1929 1st color TV demo, performed by Bell Laboratories in NYC

June 27

In a dark theater at Bell Labs in New York City on June 27th, 1929, a woman sat in front of a lamp flickering across her face and dress. Within moments, her moving image was transmitted to a television screen across the room. The first color tv moment was broadcasted.

Viewers then saw a pot of geraniums, the American flag, and the Union Jack appeared in front of them. Demonstrations like these had occurred before, but this time, all of the images were in color.

H.E. Ives, the engineer behind this first public trial of color TV, had developed a system of capturing and transmitting three images at once. As the lamp scanned the woman and objects, it filtered them through red, green, and blue photo-electric cells, each capturing their respective hues on the subject. Via radio signal, the three images were then sent to the receiving television.

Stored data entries
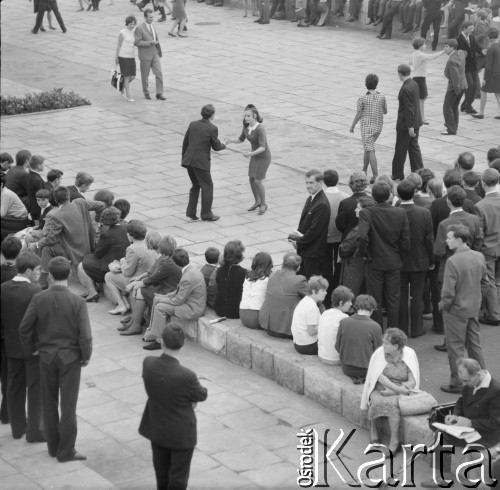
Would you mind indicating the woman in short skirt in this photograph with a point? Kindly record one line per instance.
(125, 55)
(260, 156)
(419, 61)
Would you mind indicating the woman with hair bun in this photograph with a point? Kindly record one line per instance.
(260, 155)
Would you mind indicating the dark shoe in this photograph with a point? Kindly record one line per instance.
(211, 218)
(152, 346)
(457, 390)
(75, 457)
(487, 321)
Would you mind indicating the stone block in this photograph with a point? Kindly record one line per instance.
(351, 401)
(239, 348)
(322, 387)
(289, 369)
(212, 336)
(415, 430)
(263, 361)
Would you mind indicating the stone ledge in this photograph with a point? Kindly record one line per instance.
(277, 360)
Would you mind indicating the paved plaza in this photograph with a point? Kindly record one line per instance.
(305, 82)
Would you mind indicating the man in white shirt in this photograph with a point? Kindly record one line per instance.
(306, 317)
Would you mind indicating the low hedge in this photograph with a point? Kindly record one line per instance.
(44, 101)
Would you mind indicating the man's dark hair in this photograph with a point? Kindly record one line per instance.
(207, 111)
(59, 268)
(124, 206)
(404, 70)
(61, 195)
(27, 260)
(11, 247)
(181, 257)
(212, 255)
(6, 158)
(460, 231)
(173, 336)
(381, 191)
(22, 156)
(490, 177)
(452, 177)
(456, 195)
(466, 160)
(54, 174)
(470, 179)
(406, 190)
(331, 178)
(371, 81)
(493, 154)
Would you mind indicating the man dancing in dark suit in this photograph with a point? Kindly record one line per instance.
(200, 138)
(407, 126)
(311, 239)
(169, 421)
(56, 324)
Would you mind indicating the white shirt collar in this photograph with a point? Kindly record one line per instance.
(485, 383)
(20, 279)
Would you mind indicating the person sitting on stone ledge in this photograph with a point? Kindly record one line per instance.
(162, 279)
(254, 290)
(68, 231)
(393, 371)
(285, 289)
(187, 302)
(229, 279)
(307, 315)
(112, 245)
(138, 259)
(358, 337)
(328, 327)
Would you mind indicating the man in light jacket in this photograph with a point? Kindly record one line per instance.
(457, 84)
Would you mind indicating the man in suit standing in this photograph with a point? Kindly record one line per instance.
(200, 138)
(407, 126)
(384, 239)
(169, 421)
(56, 324)
(346, 218)
(68, 232)
(24, 372)
(419, 261)
(488, 211)
(149, 50)
(34, 182)
(187, 302)
(467, 43)
(479, 408)
(311, 239)
(465, 283)
(454, 71)
(15, 178)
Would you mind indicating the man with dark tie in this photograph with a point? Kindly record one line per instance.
(200, 138)
(311, 237)
(407, 126)
(149, 50)
(56, 325)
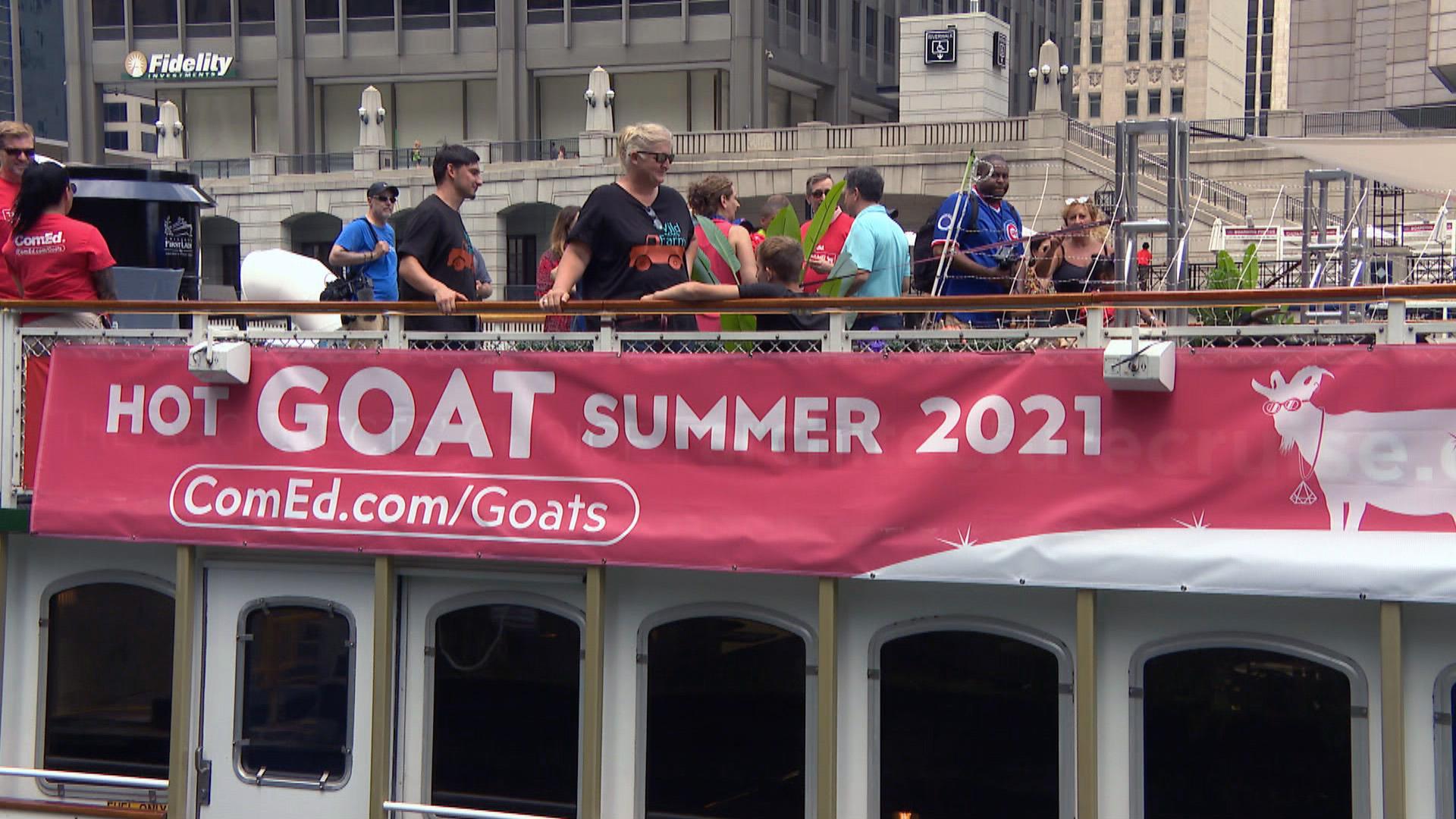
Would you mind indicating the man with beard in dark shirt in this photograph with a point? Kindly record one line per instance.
(436, 256)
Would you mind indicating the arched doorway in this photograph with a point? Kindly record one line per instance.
(528, 237)
(1248, 725)
(400, 221)
(221, 257)
(312, 234)
(743, 682)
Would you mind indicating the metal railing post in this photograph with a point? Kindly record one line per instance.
(1094, 337)
(826, 779)
(1084, 700)
(1397, 328)
(184, 659)
(382, 698)
(607, 340)
(836, 341)
(593, 689)
(1392, 711)
(395, 331)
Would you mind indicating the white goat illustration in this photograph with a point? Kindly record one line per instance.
(1400, 461)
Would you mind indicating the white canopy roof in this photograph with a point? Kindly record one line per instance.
(1416, 164)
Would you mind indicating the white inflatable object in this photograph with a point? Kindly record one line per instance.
(278, 276)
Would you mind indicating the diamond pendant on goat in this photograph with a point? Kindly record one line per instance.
(1304, 496)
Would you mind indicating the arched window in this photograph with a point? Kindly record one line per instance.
(506, 707)
(1445, 742)
(107, 679)
(970, 711)
(1248, 726)
(727, 714)
(296, 692)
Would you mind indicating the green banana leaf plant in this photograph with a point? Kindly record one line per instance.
(702, 271)
(1229, 275)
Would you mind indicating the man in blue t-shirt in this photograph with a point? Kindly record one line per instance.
(875, 245)
(989, 270)
(367, 246)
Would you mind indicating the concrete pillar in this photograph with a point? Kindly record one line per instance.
(294, 102)
(599, 102)
(1049, 88)
(511, 77)
(372, 118)
(839, 93)
(747, 69)
(83, 121)
(169, 131)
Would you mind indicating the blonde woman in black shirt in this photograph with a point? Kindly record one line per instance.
(634, 237)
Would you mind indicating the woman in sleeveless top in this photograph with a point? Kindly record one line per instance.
(546, 268)
(717, 199)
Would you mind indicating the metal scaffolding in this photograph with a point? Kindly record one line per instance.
(1174, 226)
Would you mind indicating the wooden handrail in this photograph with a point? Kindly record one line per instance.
(503, 311)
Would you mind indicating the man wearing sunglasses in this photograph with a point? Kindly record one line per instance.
(19, 150)
(366, 249)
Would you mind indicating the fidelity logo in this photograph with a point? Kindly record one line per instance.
(206, 64)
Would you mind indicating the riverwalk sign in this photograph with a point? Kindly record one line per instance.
(940, 47)
(202, 66)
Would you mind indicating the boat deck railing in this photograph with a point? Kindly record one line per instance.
(1248, 318)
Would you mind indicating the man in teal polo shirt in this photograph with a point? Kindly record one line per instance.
(877, 245)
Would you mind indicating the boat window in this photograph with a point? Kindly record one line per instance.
(507, 695)
(726, 719)
(968, 717)
(108, 681)
(296, 678)
(1445, 706)
(1245, 732)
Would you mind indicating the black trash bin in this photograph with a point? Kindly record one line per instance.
(150, 219)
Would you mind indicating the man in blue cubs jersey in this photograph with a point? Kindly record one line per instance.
(986, 270)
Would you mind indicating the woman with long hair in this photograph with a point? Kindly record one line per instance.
(715, 199)
(546, 268)
(634, 237)
(1087, 259)
(53, 256)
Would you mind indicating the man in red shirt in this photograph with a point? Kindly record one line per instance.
(827, 249)
(19, 150)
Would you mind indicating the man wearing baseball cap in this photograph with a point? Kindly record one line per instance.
(367, 246)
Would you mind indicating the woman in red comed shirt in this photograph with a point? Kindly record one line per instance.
(53, 256)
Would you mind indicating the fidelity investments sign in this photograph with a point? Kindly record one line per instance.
(202, 66)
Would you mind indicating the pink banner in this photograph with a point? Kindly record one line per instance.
(826, 464)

_Activity A_. Name the objects viewers saw after the woman in the color TV demo text.
_Activity B_. Echo the color TV demo text, everything from "In a dark theater" down to "the receiving television.".
Answer using only the color TV demo text.

_Answer area A_. a pot of geraniums, the American flag, the Union Jack

_Answer area B_.
In a dark theater at Bell Labs in New York City on June 27th, 1929, a woman sat in front of a lamp flickering across her face and dress. Within moments, her moving image was transmitted to a television screen across the room. The first color tv moment was broadcasted.

Viewers then saw a pot of geraniums, the American flag, and the Union Jack appeared in front of them. Demonstrations like these had occurred before, but this time, all of the images were in color.

H.E. Ives, the engineer behind this first public trial of color TV, had developed a system of capturing and transmitting three images at once. As the lamp scanned the woman and objects, it filtered them through red, green, and blue photo-electric cells, each capturing their respective hues on the subject. Via radio signal, the three images were then sent to the receiving television.